===== Listing =====

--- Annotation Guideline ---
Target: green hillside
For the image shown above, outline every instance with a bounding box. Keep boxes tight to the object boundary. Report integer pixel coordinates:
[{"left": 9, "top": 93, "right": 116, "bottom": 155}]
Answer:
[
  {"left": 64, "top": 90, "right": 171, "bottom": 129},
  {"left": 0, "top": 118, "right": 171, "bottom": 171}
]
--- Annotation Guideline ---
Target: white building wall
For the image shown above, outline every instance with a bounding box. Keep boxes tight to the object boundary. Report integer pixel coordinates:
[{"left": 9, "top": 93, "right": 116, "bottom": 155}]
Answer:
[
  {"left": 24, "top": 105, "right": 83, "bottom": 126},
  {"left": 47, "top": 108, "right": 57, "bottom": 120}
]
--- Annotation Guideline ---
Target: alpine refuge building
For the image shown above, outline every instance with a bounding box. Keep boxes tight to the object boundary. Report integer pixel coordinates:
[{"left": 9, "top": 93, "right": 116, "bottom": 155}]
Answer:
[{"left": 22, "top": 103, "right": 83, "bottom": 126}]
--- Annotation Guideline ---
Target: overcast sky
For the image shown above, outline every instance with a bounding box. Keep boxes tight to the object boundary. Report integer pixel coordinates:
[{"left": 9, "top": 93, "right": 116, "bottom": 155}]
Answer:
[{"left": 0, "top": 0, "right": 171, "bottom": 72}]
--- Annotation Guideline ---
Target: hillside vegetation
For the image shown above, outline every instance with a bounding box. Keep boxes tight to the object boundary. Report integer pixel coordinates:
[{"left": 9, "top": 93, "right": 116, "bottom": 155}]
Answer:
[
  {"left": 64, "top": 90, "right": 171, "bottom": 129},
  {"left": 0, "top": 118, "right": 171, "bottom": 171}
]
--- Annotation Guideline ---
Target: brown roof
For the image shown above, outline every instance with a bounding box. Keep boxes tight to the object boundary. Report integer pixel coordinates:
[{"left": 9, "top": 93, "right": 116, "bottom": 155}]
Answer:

=====

▶ [What is asked]: Gather every line of the items above that contains the word "building", and list those lines in their original order.

▶ [Complete output]:
Target: white building wall
Target: alpine refuge building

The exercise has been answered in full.